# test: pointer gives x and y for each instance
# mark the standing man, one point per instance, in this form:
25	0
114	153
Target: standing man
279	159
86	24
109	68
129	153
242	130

→ Short task: Please render every line of the material above as a numbered list, leaving out any blank lines.

→ Full answer:
1. # test: pointer gives x and y for each instance
2. # mark the standing man, one point per instance, in this form:
3. 25	0
4. 114	153
5. Target: standing man
6. 279	159
7. 86	24
8. 109	68
9. 129	153
10. 242	130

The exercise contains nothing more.